DIY Chatroom Home Improvement Forum

DIY Chatroom Home Improvement Forum (http://www.diychatroom.com/)
-   Electrical (http://www.diychatroom.com/f18/)
-   -   Resistor/Led and Basic Electricity Questions (http://www.diychatroom.com/f18/resistor-led-basic-electricity-questions-140293/)

Khivar 04-14-2012 08:04 PM

Resistor/Led and Basic Electricity Questions
 
Hello Everyone,

First let me say that I am a newbie in the electricity world but I try my best to upgrade my knowledge.
I have some questions, most of them may be dumb, you've been warned !


1) I read that with a led you must ALWAYS put a resistor. Say we have a power supply 2V 1A and the led is a 2v 20mA, why put a resistor at all here ? The led will only draw the 20mA she needs from the power supply, she will never be "hit" by the full 1A that the power supply can deliver, am I wrong ?

2) If the voltage of the circuit is the bigger than the voltage of the led let's say power supply 12V 1A, led still 2V 20mA. We would need a drop in the voltage so we put a resistor. U = RI so R = 10/0.02 = 500 so we need to put a 500 ohm resistor to get 2V in the led. Also the power rating for the resistor should be at least 10x0.02 = 0.2W and I read that for safety we need to double that so we need a 0.4W 500 ohm resistor ( Hope I am right so far :D ). Alright so here the resistor is for dropping the voltage and not the current, I mean yes only 20mA will be able to pass through the resistor but the LED would only draw 20mA anyway ?

__________________________________________________

_Set task_.
Can you reproduce the forum post on LEDs and resistors word for word, from "-   -   Resistor/Led" to "upgrade my knowledge."?

__________________________________________________

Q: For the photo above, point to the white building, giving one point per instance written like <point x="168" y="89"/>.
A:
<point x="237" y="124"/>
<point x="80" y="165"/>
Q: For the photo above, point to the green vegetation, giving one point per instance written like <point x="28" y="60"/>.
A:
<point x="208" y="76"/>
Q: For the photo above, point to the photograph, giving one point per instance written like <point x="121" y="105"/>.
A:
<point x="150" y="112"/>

__________________________________________________

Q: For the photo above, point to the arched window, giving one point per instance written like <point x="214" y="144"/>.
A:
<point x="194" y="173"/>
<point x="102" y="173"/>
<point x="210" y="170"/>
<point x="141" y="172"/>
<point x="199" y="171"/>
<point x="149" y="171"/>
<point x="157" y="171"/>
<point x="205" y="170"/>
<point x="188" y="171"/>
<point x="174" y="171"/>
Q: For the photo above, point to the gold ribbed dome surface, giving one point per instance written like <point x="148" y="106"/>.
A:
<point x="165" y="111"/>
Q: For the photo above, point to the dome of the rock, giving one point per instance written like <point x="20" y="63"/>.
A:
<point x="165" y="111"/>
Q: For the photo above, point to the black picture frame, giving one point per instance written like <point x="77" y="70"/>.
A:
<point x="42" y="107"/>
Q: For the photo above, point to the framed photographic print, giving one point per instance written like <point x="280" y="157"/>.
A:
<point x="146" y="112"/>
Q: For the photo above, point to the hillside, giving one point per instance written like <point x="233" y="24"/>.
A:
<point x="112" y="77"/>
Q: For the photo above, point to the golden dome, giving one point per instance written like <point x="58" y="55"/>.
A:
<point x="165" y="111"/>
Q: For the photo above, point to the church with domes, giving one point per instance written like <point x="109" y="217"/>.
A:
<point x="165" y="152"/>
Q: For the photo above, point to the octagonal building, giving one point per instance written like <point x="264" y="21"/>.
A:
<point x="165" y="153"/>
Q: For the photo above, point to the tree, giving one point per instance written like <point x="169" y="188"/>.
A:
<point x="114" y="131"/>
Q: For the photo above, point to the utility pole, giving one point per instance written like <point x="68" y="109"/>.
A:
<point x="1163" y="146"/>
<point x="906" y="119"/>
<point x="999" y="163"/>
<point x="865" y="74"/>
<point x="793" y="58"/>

__________________________________________________

_Response to this task_.
-   -   Resistor/Led and Basic Electricity Questions (http://www.diychatroom.com/f18/resistor-led-basic-electricity-questions-140293/)

Khivar 04-14-2012 08:04 PM

Resistor/Led and Basic Electricity Questions
 
Hello Everyone,

First let me say that I am a newbie in the electricity world but I try my best to upgrade my knowledge.